[[ Extracted records open ]]

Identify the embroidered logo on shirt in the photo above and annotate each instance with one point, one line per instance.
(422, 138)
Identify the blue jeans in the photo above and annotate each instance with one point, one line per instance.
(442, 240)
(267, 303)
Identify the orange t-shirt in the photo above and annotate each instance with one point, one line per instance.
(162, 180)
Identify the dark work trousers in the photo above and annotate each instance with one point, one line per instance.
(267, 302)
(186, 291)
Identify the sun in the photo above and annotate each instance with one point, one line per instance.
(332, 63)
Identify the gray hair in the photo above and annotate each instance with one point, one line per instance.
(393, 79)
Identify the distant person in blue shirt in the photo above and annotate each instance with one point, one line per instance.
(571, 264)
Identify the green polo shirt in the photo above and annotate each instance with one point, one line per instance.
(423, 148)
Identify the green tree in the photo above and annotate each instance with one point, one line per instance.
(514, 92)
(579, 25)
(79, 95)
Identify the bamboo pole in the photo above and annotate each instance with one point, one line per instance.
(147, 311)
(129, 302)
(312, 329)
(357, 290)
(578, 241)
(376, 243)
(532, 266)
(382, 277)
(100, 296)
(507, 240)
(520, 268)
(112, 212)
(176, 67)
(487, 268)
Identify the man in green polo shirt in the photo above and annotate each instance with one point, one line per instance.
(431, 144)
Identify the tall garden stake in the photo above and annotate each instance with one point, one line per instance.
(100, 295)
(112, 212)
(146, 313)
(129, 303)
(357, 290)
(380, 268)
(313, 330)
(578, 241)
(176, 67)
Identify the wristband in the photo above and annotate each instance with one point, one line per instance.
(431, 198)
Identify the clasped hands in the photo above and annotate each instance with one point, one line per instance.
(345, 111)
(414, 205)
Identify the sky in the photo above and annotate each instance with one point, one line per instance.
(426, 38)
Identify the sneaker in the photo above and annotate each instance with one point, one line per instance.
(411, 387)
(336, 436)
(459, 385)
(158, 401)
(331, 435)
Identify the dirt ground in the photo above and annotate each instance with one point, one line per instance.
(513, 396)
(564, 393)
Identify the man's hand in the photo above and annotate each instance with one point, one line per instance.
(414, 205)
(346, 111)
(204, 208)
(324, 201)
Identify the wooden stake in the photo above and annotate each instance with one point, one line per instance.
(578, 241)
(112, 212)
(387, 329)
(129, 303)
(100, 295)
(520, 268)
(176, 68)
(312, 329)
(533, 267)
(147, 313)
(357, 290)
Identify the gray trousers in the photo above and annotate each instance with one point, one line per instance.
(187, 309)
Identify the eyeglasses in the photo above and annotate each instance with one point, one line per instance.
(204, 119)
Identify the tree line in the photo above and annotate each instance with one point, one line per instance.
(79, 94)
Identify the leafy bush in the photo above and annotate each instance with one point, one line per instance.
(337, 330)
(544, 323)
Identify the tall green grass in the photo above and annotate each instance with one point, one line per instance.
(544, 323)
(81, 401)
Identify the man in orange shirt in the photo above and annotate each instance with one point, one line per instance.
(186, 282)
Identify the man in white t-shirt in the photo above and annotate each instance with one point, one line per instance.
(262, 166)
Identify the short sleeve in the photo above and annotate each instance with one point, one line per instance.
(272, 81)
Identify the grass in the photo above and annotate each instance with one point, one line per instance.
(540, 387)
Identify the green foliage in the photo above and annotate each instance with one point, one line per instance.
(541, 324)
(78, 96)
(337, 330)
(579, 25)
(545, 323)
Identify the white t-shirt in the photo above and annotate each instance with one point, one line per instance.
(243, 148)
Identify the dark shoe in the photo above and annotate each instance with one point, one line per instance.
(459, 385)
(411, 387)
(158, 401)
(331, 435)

[[ Extracted records closed ]]
[[ Extracted records open ]]

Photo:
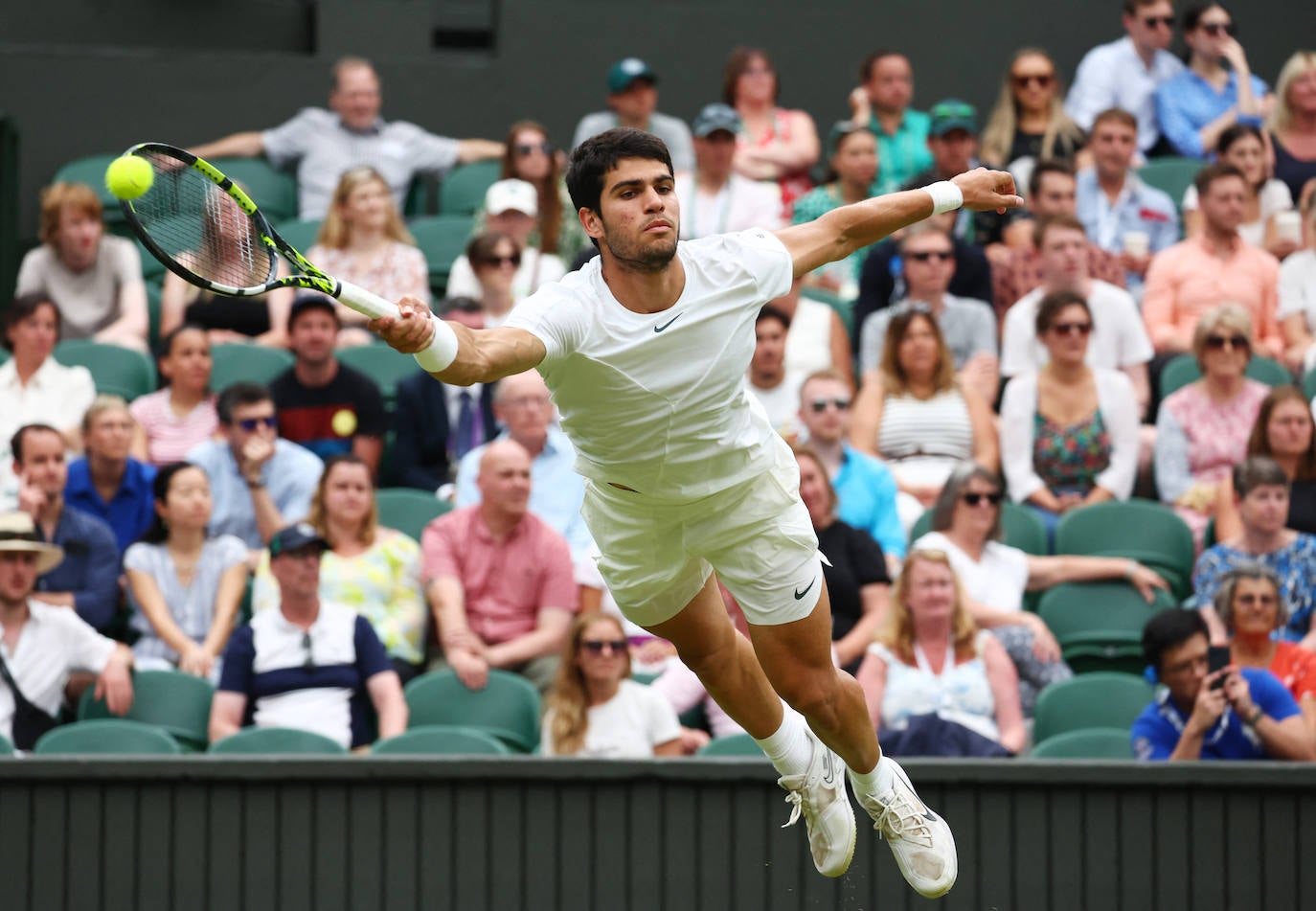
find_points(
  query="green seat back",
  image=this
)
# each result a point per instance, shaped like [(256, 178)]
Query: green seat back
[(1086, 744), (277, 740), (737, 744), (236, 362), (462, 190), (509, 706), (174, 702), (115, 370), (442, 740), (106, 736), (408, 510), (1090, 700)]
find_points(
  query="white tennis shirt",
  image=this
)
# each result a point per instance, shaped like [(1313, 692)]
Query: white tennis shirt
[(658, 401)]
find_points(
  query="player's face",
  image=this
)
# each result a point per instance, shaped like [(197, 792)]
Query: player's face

[[ Extracted records closed ]]
[[ Extracted records open ]]

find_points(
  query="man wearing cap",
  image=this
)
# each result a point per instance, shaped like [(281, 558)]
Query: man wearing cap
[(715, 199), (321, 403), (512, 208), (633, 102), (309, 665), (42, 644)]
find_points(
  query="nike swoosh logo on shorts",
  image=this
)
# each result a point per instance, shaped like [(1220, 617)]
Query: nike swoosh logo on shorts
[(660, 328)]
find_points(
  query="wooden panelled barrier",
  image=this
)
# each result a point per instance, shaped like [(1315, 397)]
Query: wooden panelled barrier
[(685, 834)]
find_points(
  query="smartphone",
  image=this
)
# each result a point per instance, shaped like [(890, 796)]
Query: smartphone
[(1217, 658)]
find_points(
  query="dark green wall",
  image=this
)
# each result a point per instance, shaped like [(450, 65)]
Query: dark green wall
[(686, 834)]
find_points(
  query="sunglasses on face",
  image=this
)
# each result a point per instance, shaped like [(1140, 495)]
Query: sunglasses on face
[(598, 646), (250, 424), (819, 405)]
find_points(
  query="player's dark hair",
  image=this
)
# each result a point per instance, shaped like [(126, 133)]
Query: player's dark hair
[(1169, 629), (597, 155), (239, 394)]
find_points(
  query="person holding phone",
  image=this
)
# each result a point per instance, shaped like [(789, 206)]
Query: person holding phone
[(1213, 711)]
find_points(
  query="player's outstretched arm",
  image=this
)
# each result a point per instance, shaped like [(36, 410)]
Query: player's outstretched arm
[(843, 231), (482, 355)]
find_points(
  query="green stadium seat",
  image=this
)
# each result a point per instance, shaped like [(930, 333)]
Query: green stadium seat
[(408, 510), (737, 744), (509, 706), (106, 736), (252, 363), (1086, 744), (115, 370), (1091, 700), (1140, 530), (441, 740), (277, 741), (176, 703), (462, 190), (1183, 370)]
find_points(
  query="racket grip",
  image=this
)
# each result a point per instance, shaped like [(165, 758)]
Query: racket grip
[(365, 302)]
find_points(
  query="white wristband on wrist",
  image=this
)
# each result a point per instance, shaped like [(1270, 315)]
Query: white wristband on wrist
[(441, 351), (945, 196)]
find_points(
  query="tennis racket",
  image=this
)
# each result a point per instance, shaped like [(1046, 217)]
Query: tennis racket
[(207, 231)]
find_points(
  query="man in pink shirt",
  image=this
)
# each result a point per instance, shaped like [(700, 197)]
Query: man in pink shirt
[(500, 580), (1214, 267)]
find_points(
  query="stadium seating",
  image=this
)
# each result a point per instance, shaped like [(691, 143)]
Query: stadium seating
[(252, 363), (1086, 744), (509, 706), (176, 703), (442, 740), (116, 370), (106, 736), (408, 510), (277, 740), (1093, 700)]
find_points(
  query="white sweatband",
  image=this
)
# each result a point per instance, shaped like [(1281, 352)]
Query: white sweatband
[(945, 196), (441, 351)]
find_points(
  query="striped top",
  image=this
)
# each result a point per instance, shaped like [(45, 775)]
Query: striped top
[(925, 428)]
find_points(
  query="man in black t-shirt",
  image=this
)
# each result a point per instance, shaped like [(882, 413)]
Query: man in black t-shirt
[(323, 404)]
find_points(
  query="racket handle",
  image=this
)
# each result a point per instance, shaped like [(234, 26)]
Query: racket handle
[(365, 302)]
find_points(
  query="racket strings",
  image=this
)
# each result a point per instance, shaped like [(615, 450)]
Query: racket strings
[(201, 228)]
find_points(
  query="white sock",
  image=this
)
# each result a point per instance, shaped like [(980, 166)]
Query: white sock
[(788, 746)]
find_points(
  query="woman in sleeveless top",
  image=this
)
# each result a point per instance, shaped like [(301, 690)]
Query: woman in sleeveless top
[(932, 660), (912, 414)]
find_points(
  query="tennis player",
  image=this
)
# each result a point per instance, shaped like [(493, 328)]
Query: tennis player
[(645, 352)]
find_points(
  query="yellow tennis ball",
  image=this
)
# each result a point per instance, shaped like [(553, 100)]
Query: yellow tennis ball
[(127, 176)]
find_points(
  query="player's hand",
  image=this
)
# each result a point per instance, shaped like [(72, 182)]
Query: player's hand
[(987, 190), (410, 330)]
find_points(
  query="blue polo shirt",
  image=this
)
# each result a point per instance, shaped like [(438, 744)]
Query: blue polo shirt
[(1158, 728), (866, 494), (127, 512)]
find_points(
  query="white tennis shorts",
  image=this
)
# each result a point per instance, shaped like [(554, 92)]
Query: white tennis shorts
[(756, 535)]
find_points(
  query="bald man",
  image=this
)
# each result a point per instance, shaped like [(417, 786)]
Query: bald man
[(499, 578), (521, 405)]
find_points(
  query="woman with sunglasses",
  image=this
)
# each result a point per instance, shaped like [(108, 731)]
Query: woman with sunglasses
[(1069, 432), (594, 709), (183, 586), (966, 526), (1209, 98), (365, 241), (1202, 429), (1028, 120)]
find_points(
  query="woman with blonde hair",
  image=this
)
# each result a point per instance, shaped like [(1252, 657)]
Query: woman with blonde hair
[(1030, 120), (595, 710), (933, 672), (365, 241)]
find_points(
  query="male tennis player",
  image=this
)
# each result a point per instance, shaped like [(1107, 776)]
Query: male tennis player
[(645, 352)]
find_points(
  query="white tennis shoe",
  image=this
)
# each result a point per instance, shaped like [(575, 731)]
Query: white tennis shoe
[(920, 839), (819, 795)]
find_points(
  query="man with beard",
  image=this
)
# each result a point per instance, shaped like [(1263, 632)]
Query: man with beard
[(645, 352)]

[[ Extracted records closed ]]

Restate word for word the entries above, starting at the line with "Query: sunglasses on face" and ending at the line with "# each result a point per instance, shaped like [(930, 333)]", inclusive, and no others.

Query: sunglasses on face
[(598, 646), (250, 424), (819, 405)]
find_points(
  query="player's dark hair",
  image=this
)
# each result a point per instance, shaped like [(126, 133)]
Query: player's dark hair
[(1169, 629), (597, 155), (239, 394)]
find_points(
  query="person holding phone",
  image=this
)
# each result a point per instance, shaped like [(789, 206)]
Query: person holding phone
[(1213, 711)]
find_points(
  query="player's outstretched arm",
  image=this
)
# each result a point per instance, shaped like [(36, 410)]
Query: player's outstretched arm
[(843, 231), (482, 355)]
find_points(
  query="green stadium seat",
  image=this
)
# each result a point per instance, shaped like [(930, 333)]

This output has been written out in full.